### Given data
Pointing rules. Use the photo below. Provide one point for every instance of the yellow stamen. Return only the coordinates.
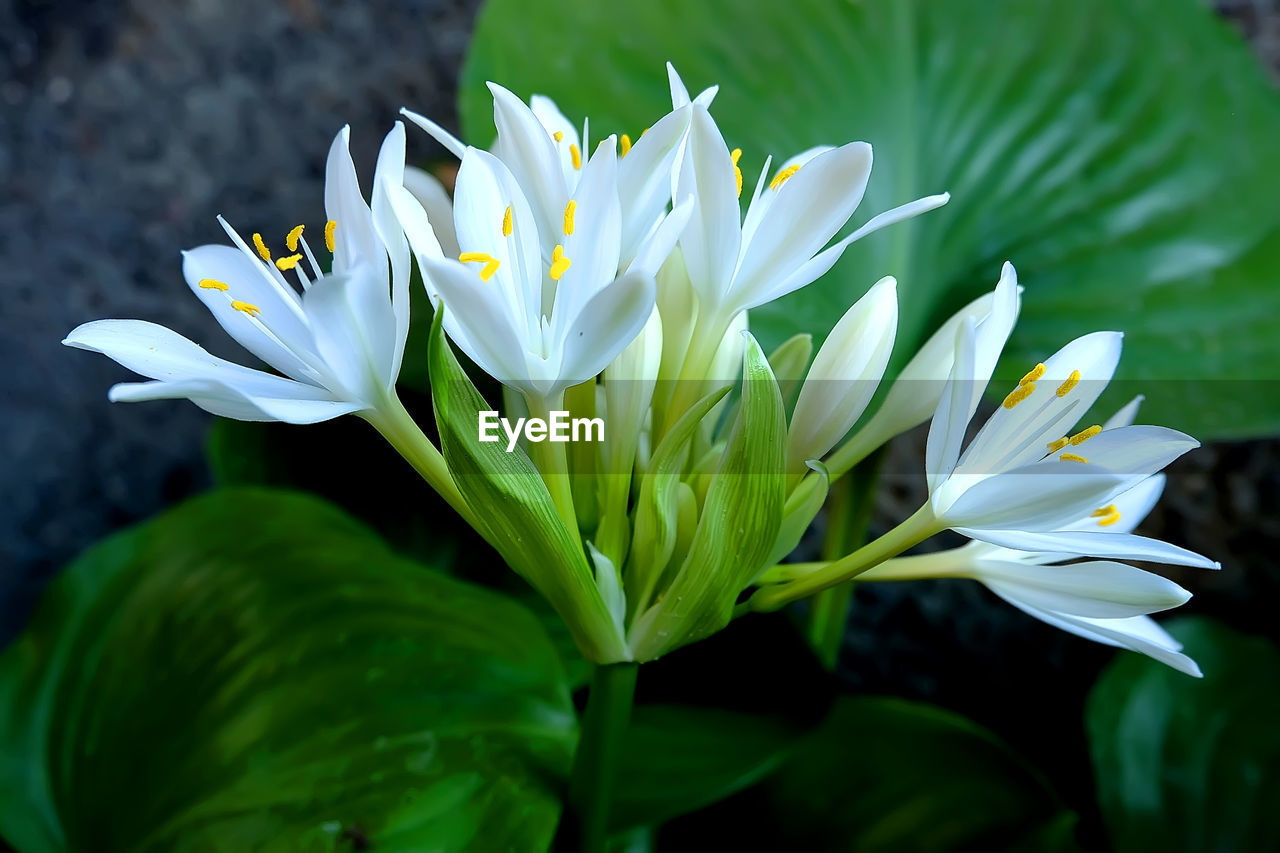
(1036, 373)
(1084, 434)
(560, 264)
(264, 252)
(1019, 393)
(1065, 388)
(782, 177)
(570, 209)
######
* Exercise aim: Please print the data above once more, exactly and without images.

* Your solution:
Pointing rules. Use the photo below. Provide one point for every instance of the yellow stamen. Return only the coordinates.
(1036, 373)
(1084, 434)
(560, 264)
(264, 252)
(1019, 393)
(1065, 388)
(782, 177)
(570, 209)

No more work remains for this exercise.